WHAT YOU WILL DO
Without including any pictures, reproduce all the lines below word for word.

Saved entries
★ ★ ★ ★ ★ ★ ★

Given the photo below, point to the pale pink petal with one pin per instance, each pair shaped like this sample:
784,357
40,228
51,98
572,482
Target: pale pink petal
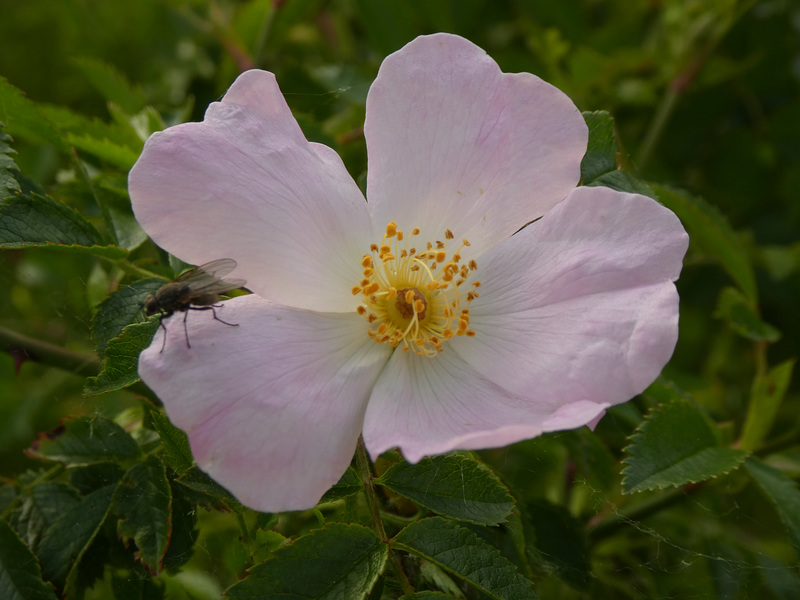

★ ★ ★ ★ ★ ★ ★

TASK ANSWER
Given the photo below, point to the pale pink petal with one pin per instance, each pair shaped like this sample:
784,357
40,228
51,98
572,482
Target: pale pink petal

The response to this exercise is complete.